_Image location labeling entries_

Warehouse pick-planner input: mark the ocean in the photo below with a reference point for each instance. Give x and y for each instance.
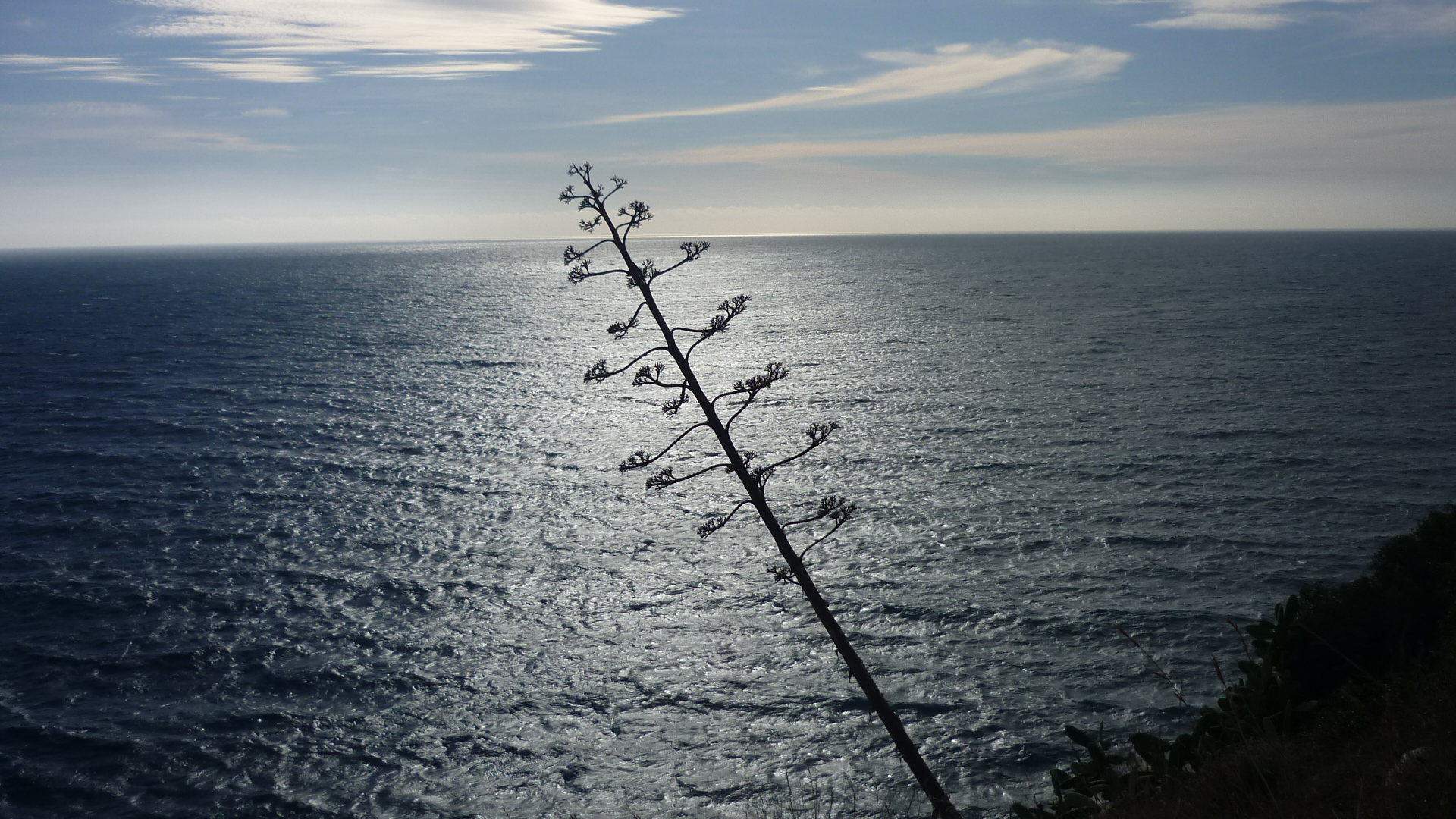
(338, 531)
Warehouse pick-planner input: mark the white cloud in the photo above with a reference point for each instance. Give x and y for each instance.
(1254, 15)
(1416, 136)
(446, 71)
(949, 69)
(414, 27)
(115, 124)
(256, 69)
(1423, 19)
(104, 69)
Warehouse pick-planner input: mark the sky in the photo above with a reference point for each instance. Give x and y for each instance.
(218, 121)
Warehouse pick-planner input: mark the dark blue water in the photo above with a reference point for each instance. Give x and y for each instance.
(338, 531)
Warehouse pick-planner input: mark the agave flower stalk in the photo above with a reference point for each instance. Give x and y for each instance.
(720, 411)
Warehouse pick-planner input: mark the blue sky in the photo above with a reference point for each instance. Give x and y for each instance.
(184, 121)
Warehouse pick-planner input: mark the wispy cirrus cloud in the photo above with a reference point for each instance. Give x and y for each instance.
(949, 69)
(256, 69)
(1413, 136)
(444, 71)
(102, 69)
(278, 36)
(117, 124)
(1250, 15)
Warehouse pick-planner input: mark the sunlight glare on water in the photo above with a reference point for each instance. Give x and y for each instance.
(340, 531)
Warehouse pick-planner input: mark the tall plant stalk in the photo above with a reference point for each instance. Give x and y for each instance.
(679, 343)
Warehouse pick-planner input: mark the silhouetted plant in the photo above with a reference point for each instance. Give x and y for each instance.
(717, 414)
(1318, 640)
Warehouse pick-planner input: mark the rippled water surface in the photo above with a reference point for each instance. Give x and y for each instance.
(340, 531)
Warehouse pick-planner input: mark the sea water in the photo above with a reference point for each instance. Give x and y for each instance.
(340, 531)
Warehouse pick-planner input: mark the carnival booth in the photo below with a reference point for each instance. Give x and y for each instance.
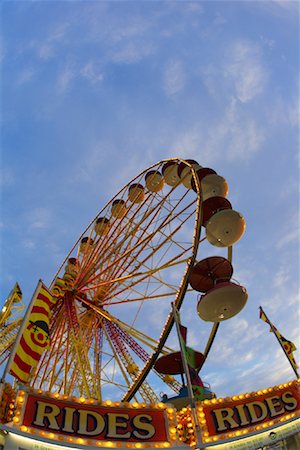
(81, 366)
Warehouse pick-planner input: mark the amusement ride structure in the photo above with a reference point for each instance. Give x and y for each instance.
(111, 309)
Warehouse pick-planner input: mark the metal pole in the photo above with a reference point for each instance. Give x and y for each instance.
(189, 384)
(286, 354)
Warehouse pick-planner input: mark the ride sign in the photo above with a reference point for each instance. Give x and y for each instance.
(94, 422)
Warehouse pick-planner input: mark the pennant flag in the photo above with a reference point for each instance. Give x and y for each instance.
(14, 297)
(288, 346)
(35, 336)
(190, 356)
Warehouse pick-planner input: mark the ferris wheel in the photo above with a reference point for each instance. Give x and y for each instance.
(114, 290)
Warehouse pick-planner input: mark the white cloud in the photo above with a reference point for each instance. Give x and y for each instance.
(91, 73)
(7, 177)
(39, 218)
(65, 78)
(131, 52)
(25, 76)
(244, 68)
(236, 137)
(174, 77)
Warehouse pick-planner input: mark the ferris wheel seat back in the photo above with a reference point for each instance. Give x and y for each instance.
(86, 244)
(170, 173)
(212, 205)
(118, 208)
(185, 173)
(72, 267)
(101, 226)
(207, 272)
(225, 228)
(154, 181)
(201, 173)
(213, 185)
(136, 193)
(222, 302)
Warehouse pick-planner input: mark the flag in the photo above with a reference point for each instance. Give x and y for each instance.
(34, 339)
(189, 354)
(15, 296)
(287, 345)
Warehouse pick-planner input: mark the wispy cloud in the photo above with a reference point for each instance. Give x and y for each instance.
(235, 137)
(244, 68)
(174, 77)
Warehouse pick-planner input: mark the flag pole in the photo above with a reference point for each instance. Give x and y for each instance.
(198, 434)
(20, 332)
(273, 330)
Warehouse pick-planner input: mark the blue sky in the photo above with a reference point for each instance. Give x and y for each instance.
(94, 92)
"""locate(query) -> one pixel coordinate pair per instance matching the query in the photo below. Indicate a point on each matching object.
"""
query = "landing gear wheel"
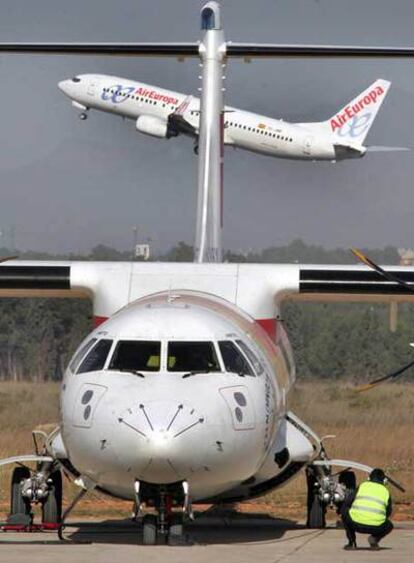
(176, 530)
(19, 506)
(316, 513)
(348, 479)
(316, 508)
(149, 529)
(52, 505)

_PROBLEM DESCRIPTION_
Can you write out the whole listing above again, changing every "Warehouse pick-planner input" to "Labeling task" and keeping everything else the same? Leave out the pictures.

_WORKED SOLUTION_
Labeling task: mark the ocean in the photo below with a reference point for each instance. Give x and y for each instance.
(338, 531)
Labeling task: mark the white cloud in the photo above with a reference point for each instance. Give x and y for each instance.
(1254, 15)
(1416, 136)
(446, 71)
(949, 69)
(414, 27)
(115, 124)
(256, 69)
(1423, 19)
(104, 69)
Labeling task: mark the sky in the photo above with a reference point for each instance. Give x and y for each instance.
(218, 121)
Labeling task: mark the dark blue water in the photo above with a reference point for each instance. Give x and y for each instance.
(338, 531)
Labeling task: mark the agave flower stalk in the photo above with a reference point for each instance. Give x and y for each instance.
(720, 411)
Labeling task: mark the blue sky in the photo above with a reference point for each instance. Give x and y for each instance.
(184, 121)
Labeling task: mark the wispy cirrus cloud in the photo above with a reference point for each instance. Give x and y for each instance.
(949, 69)
(256, 69)
(1413, 136)
(444, 71)
(102, 69)
(278, 36)
(117, 124)
(1250, 15)
Labeling task: mark the sunlight glare on water in the photo above with a reference point for each instance. Give x and y for each instance.
(340, 531)
Labeling task: mark the tall plant stalk in the photo above with a reference point for each instance. Give x and y for each instance.
(679, 343)
Labeling task: mark the silhouetted plant in the photo above with a reference point for each instance. Give x and y for each instance.
(717, 414)
(1318, 640)
Labeling task: mark the rippled water surface in the photo above with a reference point for each instance. Give x and y for each instance.
(340, 531)
Labeling task: mark the sea water in the photo above with a reference point for each instance. Give x and y for each instance.
(340, 531)
Labeling task: mark the carnival booth in the photo below with a reference point for each instance. Give x and y for each instance.
(81, 366)
Labeling task: mark the amusement ride structure in the photo above with a reference point for each instance. Give x and y for each instance.
(111, 309)
Labeling task: mark the metal pole in the photo above with a reference point for each instance. Give x and y for each instance.
(189, 384)
(286, 354)
Labeling task: mark the ride sign in the photo above with a reference point for each instance. Give x and y for each instance.
(94, 422)
Labeling task: mark the pennant flag in the photo above with a reference point for each instance. Give x and y for each instance.
(14, 297)
(288, 346)
(35, 336)
(190, 356)
Labeling task: mark the ferris wheel in the photo above with a reference point for each instance. Give x and y for each instance.
(114, 290)
Labeling task: mark the white cloud in the photo above with a reference point for each instance. Give x and y for each instance.
(91, 73)
(7, 177)
(39, 218)
(65, 78)
(131, 52)
(25, 76)
(244, 68)
(236, 137)
(174, 77)
Labeling task: mark the ferris wheel seat back in the photo above with a reference point for each instance. Give x and y for each instance.
(86, 244)
(170, 173)
(212, 205)
(118, 208)
(185, 173)
(72, 267)
(101, 226)
(207, 272)
(225, 228)
(154, 181)
(201, 173)
(213, 185)
(136, 193)
(222, 302)
Labeling task: mark the flag in the photo above with a reference point for each instance. Give x and y for each instance.
(34, 339)
(189, 354)
(15, 296)
(287, 345)
Labeling task: mark the wispy cloud in the photo above with a reference point for each instance. Give x and y for each instance.
(235, 137)
(244, 68)
(174, 77)
Labeling task: mark the flag pole in the photo above with a reference point for each instance. Give x and y for each instance.
(198, 434)
(20, 332)
(273, 330)
Labeling task: mark the blue sky in the photo above with a reference point for each instance. Give x and y for each instance.
(94, 92)
"""locate(query) -> one pixel coordinate pair per instance matching the query in the photo below. Indicate a point on each matching object.
"""
query = "landing gear wheel"
(176, 530)
(19, 506)
(316, 513)
(348, 479)
(316, 508)
(149, 529)
(52, 505)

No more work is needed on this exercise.